[Saved entries]
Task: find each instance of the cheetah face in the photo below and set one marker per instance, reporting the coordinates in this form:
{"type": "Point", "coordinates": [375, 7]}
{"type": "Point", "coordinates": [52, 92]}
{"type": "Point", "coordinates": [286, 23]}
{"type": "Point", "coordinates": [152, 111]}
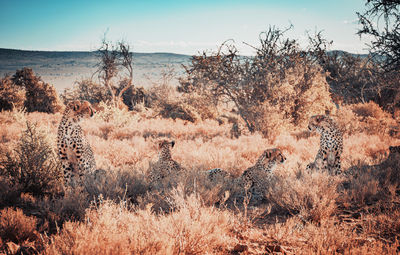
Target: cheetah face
{"type": "Point", "coordinates": [394, 149]}
{"type": "Point", "coordinates": [80, 109]}
{"type": "Point", "coordinates": [271, 158]}
{"type": "Point", "coordinates": [318, 123]}
{"type": "Point", "coordinates": [165, 147]}
{"type": "Point", "coordinates": [274, 155]}
{"type": "Point", "coordinates": [166, 144]}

Task - All of the lines above must be repeated without alteration, though the pictures are to be excluded.

Your response -
Task: find each instance of the cheetah face in the photo below and set one marker per instance, reporting the coordinates in this form:
{"type": "Point", "coordinates": [375, 7]}
{"type": "Point", "coordinates": [52, 92]}
{"type": "Point", "coordinates": [286, 23]}
{"type": "Point", "coordinates": [152, 111]}
Target: cheetah face
{"type": "Point", "coordinates": [394, 149]}
{"type": "Point", "coordinates": [80, 109]}
{"type": "Point", "coordinates": [271, 158]}
{"type": "Point", "coordinates": [318, 123]}
{"type": "Point", "coordinates": [165, 147]}
{"type": "Point", "coordinates": [274, 155]}
{"type": "Point", "coordinates": [166, 144]}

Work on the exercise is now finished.